> _What you are asked to do_:
Could you write out exactly, and only, the lines from the one containing "Where can you find the dark" through the last line of the data, leaving out all pictures?

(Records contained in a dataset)
-----

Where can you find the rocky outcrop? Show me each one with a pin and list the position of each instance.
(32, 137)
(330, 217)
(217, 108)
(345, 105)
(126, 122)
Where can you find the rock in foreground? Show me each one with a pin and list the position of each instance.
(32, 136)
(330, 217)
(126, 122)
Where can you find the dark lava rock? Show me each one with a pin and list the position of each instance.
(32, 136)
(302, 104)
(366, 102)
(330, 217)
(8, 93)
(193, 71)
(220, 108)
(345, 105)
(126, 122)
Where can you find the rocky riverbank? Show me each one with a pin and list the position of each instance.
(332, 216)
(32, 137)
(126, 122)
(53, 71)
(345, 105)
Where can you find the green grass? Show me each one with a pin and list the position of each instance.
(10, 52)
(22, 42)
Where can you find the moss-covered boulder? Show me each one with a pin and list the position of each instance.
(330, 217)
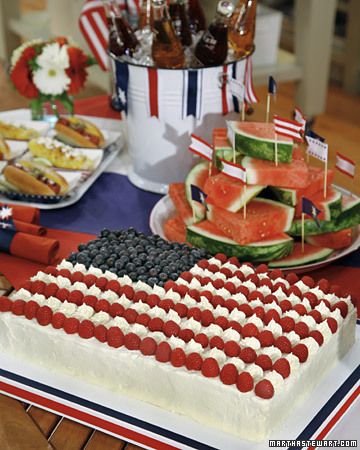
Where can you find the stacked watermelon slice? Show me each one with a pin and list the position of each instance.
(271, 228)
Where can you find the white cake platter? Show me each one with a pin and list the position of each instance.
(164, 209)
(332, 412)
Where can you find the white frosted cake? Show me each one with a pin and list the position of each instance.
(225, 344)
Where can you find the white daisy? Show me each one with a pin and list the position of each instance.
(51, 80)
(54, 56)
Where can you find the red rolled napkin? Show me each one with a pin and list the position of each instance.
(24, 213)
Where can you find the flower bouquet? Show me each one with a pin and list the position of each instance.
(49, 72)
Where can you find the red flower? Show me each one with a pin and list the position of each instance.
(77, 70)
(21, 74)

-----

> _Answer box_:
Where can you find the dark lava rock? Show me each one with a pin and list the position of each instance.
(32, 136)
(302, 104)
(366, 102)
(330, 217)
(8, 93)
(193, 71)
(220, 108)
(345, 105)
(126, 122)
Where can you find the rocky riverbank? Show me each one with a pin and list the position of each instance.
(332, 216)
(32, 137)
(126, 122)
(53, 71)
(345, 105)
Where can you find the green grass? Show me each one with a pin and list the position of each instance.
(10, 52)
(22, 42)
Where can you find the moss-covered boulder? Show me each one with a pin and list the position of each instance.
(330, 217)
Where can you find the stacked watermelon slice? Show me each one with a pin and list the position of each instance.
(271, 228)
Where can you find the white cake platter? Show me each one with a pin and list the position of each instance.
(164, 209)
(332, 412)
Where can you find the white frosted cake? Show me each one with a pin and list the position of each instance.
(225, 344)
Where can you find the white daisy? Show me each one with a pin and list the position of each instance.
(51, 80)
(54, 56)
Where can you find the red rolled napkin? Show me each one with a pin and list the position of each instance.
(24, 213)
Where can you find the flower bouquet? Show me each one with a pin and list the position of each instance.
(49, 72)
Where can you find the red flower? Show me each one with a pin and list the position of each instance.
(77, 70)
(21, 74)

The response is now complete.